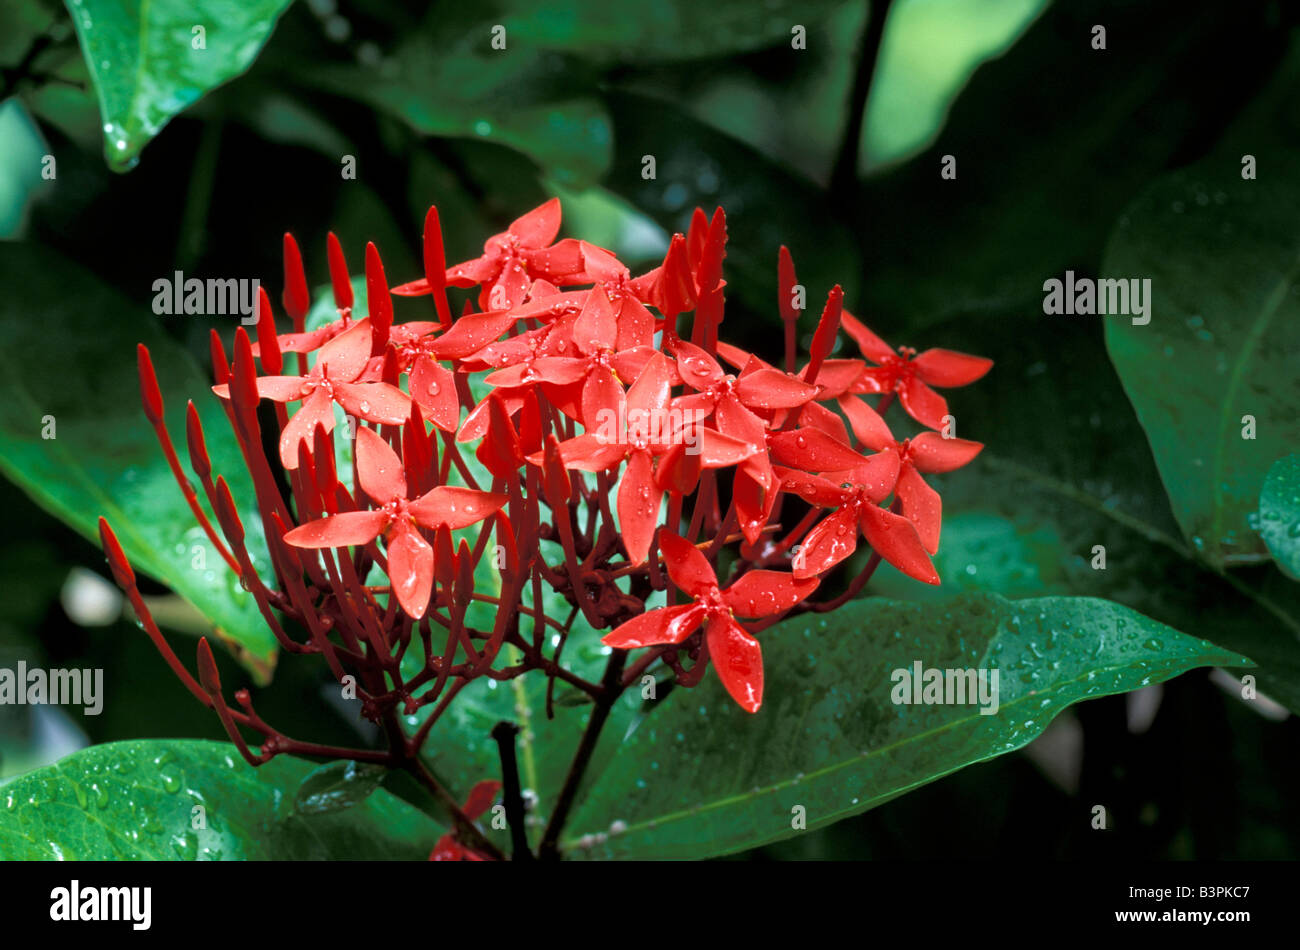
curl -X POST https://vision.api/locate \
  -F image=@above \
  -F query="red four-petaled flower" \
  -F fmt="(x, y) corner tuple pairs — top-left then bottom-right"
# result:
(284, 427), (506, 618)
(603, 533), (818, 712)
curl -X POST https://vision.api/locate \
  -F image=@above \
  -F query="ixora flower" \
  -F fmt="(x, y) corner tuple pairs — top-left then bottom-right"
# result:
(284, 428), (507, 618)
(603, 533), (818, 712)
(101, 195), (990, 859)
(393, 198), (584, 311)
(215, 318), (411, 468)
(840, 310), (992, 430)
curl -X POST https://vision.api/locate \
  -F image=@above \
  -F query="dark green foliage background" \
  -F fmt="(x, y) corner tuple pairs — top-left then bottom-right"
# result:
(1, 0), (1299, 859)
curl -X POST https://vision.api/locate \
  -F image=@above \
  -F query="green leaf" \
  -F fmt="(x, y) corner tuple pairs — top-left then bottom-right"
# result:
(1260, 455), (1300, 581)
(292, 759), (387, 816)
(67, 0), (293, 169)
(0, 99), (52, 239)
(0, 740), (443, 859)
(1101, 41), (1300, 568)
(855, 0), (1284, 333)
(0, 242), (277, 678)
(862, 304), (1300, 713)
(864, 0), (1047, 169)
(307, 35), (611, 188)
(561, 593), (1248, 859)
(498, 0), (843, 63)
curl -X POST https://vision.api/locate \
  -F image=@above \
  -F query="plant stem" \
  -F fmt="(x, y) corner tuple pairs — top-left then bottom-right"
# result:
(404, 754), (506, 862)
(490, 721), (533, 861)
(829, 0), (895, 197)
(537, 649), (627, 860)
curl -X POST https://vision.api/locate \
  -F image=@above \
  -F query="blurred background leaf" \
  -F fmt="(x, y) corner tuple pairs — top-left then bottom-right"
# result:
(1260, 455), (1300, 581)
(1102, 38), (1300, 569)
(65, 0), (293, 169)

————

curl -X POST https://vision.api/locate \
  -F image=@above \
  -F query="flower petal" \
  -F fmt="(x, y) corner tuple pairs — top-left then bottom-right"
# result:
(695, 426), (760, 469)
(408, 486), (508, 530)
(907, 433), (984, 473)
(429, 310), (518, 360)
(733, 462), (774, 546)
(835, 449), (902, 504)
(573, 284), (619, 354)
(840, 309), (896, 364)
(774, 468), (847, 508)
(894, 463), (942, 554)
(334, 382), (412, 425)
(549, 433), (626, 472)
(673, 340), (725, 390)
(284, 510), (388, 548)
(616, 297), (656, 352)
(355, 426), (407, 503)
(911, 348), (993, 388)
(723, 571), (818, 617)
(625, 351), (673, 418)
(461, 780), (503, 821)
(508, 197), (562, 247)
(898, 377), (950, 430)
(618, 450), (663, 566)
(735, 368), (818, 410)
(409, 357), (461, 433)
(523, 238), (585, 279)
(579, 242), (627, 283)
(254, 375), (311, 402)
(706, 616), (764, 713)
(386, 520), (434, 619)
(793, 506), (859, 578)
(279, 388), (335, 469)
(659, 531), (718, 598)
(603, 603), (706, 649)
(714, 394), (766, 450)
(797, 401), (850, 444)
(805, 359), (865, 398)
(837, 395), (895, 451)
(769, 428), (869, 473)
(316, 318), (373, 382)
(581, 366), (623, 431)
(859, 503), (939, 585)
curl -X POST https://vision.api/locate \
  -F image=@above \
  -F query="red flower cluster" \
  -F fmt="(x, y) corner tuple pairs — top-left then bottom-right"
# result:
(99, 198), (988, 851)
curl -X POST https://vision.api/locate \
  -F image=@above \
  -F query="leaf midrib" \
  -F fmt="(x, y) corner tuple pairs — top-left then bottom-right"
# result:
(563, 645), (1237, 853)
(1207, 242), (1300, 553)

————

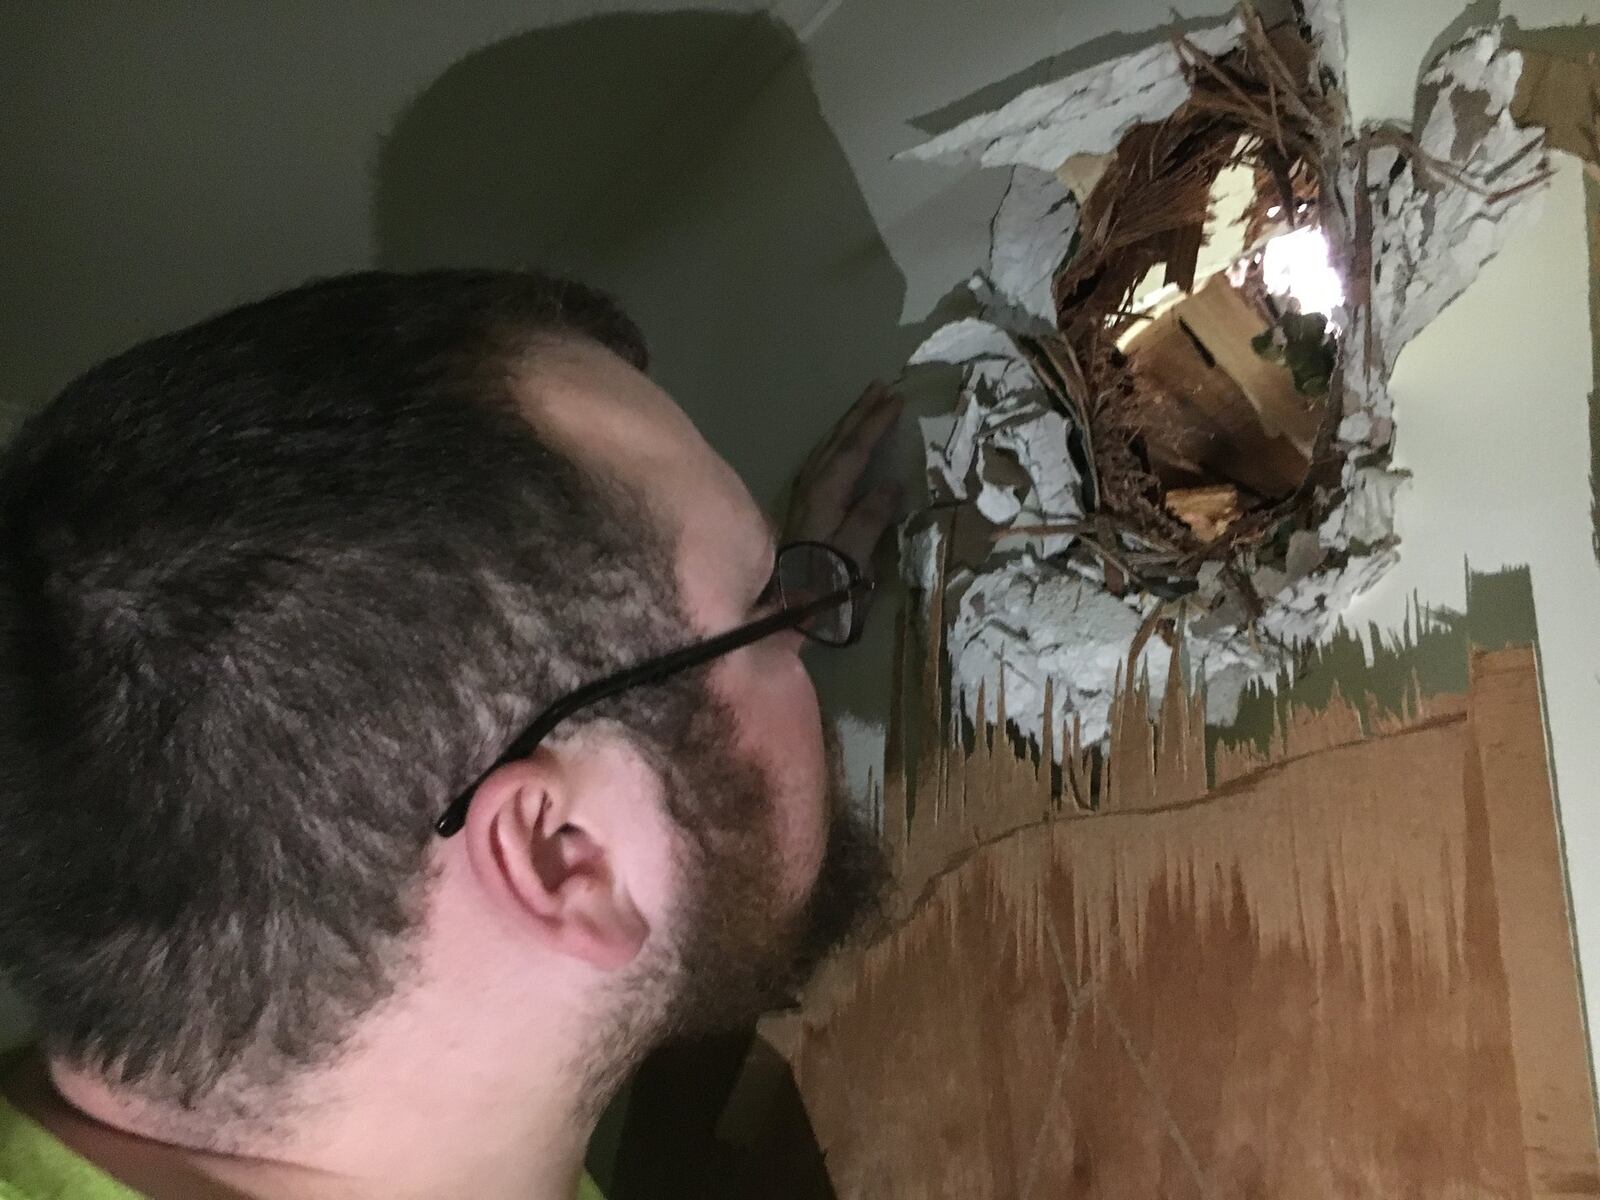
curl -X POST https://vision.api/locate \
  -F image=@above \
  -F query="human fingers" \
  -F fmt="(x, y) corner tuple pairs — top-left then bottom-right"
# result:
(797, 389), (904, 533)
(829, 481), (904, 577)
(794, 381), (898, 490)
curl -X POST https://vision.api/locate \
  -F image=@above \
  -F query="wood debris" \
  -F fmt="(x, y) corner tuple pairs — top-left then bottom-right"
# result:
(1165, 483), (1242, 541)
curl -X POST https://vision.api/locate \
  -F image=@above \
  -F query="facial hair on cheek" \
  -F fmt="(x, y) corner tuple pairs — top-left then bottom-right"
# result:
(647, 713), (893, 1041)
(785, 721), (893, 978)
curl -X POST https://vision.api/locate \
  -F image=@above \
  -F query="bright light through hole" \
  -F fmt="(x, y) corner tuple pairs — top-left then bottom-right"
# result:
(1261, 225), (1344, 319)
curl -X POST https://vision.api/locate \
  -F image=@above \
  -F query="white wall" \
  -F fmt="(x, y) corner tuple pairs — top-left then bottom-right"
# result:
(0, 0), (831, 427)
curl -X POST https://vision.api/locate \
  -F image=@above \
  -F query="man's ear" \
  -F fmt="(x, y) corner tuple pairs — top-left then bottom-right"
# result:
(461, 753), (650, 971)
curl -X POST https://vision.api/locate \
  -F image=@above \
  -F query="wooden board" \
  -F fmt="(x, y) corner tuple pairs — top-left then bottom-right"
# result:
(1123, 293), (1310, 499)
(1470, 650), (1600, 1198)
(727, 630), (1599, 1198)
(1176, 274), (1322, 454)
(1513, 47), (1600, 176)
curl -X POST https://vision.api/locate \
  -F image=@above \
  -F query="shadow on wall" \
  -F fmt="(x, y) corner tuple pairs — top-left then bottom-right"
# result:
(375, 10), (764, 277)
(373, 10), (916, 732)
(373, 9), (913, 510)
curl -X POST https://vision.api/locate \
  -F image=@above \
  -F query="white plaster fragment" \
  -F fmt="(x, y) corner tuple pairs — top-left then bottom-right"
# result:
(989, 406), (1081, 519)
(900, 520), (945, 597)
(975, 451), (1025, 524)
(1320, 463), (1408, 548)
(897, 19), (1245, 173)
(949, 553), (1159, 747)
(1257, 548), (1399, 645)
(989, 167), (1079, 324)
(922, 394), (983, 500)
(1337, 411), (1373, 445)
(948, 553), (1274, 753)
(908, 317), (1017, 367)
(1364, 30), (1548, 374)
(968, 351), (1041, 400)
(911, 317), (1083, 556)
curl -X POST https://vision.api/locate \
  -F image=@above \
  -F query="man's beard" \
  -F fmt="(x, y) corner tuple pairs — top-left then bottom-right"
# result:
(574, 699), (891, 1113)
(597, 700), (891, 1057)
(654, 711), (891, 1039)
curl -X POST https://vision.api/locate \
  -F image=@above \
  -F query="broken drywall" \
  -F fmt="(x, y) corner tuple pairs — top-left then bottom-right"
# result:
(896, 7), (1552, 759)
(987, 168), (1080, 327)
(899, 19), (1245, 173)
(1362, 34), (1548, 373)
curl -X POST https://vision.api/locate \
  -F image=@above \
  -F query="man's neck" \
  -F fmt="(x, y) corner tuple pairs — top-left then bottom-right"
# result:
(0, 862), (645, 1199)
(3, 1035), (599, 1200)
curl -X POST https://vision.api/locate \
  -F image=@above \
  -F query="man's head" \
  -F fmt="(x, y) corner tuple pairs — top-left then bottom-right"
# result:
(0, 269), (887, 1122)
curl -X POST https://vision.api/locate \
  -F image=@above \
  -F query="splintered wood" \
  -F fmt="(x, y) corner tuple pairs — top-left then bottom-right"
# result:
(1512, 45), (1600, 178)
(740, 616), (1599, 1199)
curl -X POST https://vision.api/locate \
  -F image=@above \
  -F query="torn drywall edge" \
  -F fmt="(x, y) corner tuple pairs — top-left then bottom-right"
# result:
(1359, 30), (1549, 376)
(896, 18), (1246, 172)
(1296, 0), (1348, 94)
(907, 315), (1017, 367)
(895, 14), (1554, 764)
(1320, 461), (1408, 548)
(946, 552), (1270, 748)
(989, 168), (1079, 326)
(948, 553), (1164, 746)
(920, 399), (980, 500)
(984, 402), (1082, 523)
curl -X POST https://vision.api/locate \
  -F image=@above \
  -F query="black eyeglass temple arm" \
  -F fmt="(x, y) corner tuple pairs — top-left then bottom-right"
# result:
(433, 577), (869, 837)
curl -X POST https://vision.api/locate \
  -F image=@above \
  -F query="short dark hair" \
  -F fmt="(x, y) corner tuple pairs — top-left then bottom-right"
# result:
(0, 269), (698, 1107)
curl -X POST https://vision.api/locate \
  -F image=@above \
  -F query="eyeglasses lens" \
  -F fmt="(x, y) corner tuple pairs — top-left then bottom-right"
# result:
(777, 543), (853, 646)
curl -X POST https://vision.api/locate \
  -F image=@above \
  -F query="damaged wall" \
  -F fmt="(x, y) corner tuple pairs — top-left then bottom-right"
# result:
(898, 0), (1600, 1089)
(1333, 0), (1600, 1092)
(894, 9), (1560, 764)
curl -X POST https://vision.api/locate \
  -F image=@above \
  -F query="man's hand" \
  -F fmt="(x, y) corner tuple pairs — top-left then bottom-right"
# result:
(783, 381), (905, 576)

————

__Task requirements__
Which of the lines above carry the string "leaf"? Pick them out and copy them.

__Solution to this exercise__
  -F query="green leaf" \
  -F query="blurred background leaf" \
  -F query="leaf midrib" \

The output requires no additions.